Quoted passage:
-- START --
Someone said there were word wrapping problems with my mailer.  I'm too 
lazy to get a real mailer, so here's an attachment.

       Ross


Ross Biro wrote:

>
> Take this patch with a big grain of salt.
>
> The current IDE error recovery code will send a IDLEIMMEDIATE in the 
> case when a drive is still busy or has drq set during an error.  This 
> is a violation of the ATA spec and hoses up quite a few drives.  The 
> prefered form of error recovery seems to be a soft reset followed by a 
> set features.  This patch replaces the IDLEIMMEDIATE with a reset, but 
> does not do the set features.  The set features should not be 
> necessary, but at least one drive vendor does most of their testing 
> with the set features.  OK_TO_RESET_CONTROLLER must be set to 1 if 
> this patch is applied.
>
> I've modified the google kernel to add a desired_speed to ide_drive_t 
> and check to see if current_speed != desired_speed before every read 
> or write request.  This causes a set features after a reset.  I can 
> provide patches to do something similiar for 2.4.21, but I'm not sure 
> it's appropriate.  There are bugs in the way hdparm -X is handled in 
> 2.4.20, and this patch would fix them as well, but it may be too large 
> of a patch for a stable kernel.
>
> This also fixes drive_cmd_intr to do a little better checking to make 
> sure the device is ready.  The spec requires this, but any device that 
> sends an interrupt before it's ready is probably broken.
>
> I have no idea what impact this will have on older devices or non disks.
>
> This patch has only been minimally tested.
-- END --
[Items from a dataset]
-- START --
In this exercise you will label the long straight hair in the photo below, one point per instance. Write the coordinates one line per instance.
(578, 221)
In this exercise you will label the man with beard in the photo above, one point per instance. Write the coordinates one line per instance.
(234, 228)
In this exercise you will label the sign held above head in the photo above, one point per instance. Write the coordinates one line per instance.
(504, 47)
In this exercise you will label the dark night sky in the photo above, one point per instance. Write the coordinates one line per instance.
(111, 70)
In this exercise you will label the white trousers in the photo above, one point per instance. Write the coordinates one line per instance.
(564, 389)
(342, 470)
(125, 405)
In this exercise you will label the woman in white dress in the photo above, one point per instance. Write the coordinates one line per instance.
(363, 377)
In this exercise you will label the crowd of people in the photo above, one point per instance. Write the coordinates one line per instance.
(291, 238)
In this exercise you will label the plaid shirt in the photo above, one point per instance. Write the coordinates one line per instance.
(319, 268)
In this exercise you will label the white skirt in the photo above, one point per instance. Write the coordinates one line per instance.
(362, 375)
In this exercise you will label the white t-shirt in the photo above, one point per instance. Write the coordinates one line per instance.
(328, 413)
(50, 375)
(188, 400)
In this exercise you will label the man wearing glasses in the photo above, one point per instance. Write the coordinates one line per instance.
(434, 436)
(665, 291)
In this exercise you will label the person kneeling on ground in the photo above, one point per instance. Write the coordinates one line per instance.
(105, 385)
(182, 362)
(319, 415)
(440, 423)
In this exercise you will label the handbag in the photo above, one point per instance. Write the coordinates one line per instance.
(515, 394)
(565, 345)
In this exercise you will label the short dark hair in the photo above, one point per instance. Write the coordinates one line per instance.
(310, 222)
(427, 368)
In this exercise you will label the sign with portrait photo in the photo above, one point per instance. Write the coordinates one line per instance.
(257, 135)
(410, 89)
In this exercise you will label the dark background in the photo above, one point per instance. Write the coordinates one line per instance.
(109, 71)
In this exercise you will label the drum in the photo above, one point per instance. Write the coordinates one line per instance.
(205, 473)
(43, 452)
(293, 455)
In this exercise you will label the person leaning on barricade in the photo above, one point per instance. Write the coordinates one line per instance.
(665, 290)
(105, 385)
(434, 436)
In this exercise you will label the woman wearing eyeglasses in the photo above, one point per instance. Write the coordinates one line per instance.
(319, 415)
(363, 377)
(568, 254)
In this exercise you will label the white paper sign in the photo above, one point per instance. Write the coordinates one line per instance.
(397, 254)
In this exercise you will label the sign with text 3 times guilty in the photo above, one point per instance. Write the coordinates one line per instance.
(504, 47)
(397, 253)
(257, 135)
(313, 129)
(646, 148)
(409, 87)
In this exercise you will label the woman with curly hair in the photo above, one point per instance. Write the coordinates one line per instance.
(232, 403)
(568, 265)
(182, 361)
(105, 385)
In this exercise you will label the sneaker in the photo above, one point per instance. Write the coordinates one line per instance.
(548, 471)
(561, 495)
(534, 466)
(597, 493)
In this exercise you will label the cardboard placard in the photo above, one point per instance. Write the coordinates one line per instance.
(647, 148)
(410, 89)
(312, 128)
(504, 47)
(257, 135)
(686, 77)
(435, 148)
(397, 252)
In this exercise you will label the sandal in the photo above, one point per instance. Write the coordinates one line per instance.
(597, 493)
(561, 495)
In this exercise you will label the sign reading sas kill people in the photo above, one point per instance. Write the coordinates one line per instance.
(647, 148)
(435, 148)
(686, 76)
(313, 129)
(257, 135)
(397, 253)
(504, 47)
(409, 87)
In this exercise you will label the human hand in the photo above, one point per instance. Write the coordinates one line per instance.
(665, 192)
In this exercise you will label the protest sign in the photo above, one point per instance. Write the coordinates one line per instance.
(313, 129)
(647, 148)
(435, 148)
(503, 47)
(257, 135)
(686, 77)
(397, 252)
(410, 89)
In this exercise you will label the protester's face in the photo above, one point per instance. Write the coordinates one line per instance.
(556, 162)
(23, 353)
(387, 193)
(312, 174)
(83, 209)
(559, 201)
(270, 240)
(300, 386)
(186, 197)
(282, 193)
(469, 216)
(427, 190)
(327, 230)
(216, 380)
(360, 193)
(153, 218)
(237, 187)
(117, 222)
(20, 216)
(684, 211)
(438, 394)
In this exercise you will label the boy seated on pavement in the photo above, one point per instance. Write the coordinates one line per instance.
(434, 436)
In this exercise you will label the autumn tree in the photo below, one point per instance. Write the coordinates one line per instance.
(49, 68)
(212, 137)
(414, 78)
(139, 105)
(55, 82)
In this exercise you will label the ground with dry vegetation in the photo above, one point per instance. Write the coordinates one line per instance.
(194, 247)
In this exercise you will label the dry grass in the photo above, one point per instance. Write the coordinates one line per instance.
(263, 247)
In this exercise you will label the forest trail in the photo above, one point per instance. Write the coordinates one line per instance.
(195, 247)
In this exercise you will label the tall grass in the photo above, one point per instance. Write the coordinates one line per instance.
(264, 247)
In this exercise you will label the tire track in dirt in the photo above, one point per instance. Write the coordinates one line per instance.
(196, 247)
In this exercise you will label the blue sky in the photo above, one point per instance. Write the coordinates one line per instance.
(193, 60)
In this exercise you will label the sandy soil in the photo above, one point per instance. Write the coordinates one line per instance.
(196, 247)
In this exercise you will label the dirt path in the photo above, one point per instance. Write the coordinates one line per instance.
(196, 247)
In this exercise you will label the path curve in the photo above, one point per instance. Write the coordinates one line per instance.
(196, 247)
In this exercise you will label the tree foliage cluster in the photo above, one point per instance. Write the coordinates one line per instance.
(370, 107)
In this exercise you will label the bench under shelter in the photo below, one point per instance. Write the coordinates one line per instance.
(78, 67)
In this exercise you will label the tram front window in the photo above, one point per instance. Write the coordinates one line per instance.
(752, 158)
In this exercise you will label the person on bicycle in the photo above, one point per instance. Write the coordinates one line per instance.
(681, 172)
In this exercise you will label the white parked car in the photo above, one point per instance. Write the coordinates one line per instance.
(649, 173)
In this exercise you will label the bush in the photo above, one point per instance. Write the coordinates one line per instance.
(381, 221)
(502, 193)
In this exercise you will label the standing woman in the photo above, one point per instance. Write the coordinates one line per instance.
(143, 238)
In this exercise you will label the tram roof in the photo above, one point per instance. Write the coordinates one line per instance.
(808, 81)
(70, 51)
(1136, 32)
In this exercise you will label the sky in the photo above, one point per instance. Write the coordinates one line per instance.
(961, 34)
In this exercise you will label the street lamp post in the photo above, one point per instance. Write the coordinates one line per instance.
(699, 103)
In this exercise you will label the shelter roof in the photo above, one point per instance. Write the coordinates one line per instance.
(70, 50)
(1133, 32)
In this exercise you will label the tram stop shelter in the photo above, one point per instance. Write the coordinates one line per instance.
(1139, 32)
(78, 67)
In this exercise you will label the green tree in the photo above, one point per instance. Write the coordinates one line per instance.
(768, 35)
-- END --
Reproduce the IDE patch message from "Someone said there" through "grain of salt.", inclusive, changing every occurrence of "mailer" to "email client".

Written answer:
Someone said there were word wrapping problems with my email client.  I'm too 
lazy to get a real email client, so here's an attachment.

       Ross


Ross Biro wrote:

>
> Take this patch with a big grain of salt.